Challenges:
1: From the forum thread about the e-bike drivetrain, list every weight given in pounds, with what each one is.
2: Repeat every line of the rows below, requests included, and shift each point given as an answer by adding 137 to both of its coordinates.

Supplied passage:
I also have a few major drivetrain mods to make:

The throttle system will change in the next few weeks, to the one described in the first post.

The chainrings on things will change. I'll be swapping the 2-ring set on the right with the 3-ring set on the left, using narrower chain (which I didn't have before) and larger ring on the motor end, and smaller ring on the pedal end. The effect of that should let me pedal a lot slower for the same power output, and not have to windmill my feet to keep up with the motor's max power. It will also give my my grannyring back on the rear drivetrain, which the lack of has kept me from having any hill-climbing power at all unless I was already going nearly full speed. 

The bike (with motor and batteries) is about 120 pounds, so you can imagine trying to get that up any hills even with a small motor assist, along with my own 150 pound weight, plus the arond 10-20 pounds of stuff (water, tools, etc) I carry wherever I go. Even worse if the cargo pods are full of things like groceries and whatnot--can be difficult to even get up a driveway if i have to slow way down or stop first!


----------



## Amberwolf (May 29, 2009)

I finally got time to redo enough things on the bike to allow me to put the brake/stud chain-tensioner borrowed from AussieJester at the FreakBikeNation forums on it.  

There's pics and descriptions and stuff over at this post on my Electricle blog:
http://electricle.blogspot.com/2009/08/drivetrain-v3-tension-controlled.html
I have not yet welded the stud to the frame, as I'm doing some testing and position-checking so that the magnetic/hall-sensor tension-controlled throttle will work properly, so it's only tacked in position and clamped in place with a radiator hose clamp. But this is basically it:
http://3.bp.blogspot.com/_zHr5qzOZQ...1ChainTensionerThrottleArmLeftsideCloseup.JPG
http://1.bp.blogspot.com/_zHr5qzOZQ...s1600-h/3ChainTensionerThrottleArmTopView.JPG
(sorry, it won't take blogspot images with IMG tags, so you'll have to just click the links)

Oh, and I cheated, so that I could clamp it temporarily, I just cut the stud along with a 3" piece of tube off the donor BMX bike, instead of trying to tack the stud on by itself.


----------



## Amberwolf (May 29, 2009)

I wish there were more cyclists or other low-power EVers on here; I always feel like I'm just talking to myself posting this stuff, since I can't tell if anyone is even reading it, much less interested.

Recorded information:

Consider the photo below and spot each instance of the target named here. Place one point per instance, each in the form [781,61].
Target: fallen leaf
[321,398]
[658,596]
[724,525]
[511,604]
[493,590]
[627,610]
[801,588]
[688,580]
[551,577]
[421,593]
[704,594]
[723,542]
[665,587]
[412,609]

Per-task answers:
1:
- About 120 pounds: the bike with motor and batteries
- 150 pounds: the poster's own weight
- Around 10-20 pounds: the stuff carried everywhere (water, tools, etc.)

2:
Consider the photo below and spot each instance of the target named here. Place one point per instance, each in the form [781,61].
Target: fallen leaf
[458,535]
[795,733]
[861,662]
[648,741]
[630,727]
[764,747]
[938,725]
[825,717]
[688,714]
[558,730]
[841,731]
[860,679]
[802,724]
[549,746]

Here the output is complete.